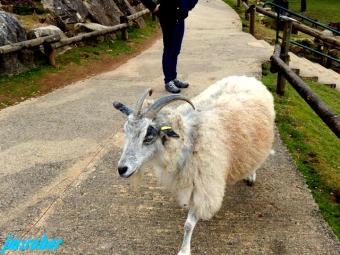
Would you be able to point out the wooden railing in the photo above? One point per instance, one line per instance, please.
(252, 9)
(280, 65)
(53, 42)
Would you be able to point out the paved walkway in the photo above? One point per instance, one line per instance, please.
(58, 157)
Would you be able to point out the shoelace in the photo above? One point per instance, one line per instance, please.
(172, 85)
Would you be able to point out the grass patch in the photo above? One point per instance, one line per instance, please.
(314, 148)
(325, 11)
(264, 26)
(14, 89)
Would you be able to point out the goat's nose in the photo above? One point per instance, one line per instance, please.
(122, 170)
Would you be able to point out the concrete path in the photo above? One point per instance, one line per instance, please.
(59, 152)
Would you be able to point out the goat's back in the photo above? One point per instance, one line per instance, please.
(237, 126)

++++++++++++++++++++

● **Problem description**: Exactly as they appear, write out the lines from the one containing "Would you be able to point out the concrete" through the final line of the entries above, both included.

● **Answer**:
Would you be able to point out the concrete path in the photo above? One point per instance, one line per instance, please.
(59, 152)
Would you be able to point out the goat's back in the photo above? One point per instance, one line per instance, please.
(237, 126)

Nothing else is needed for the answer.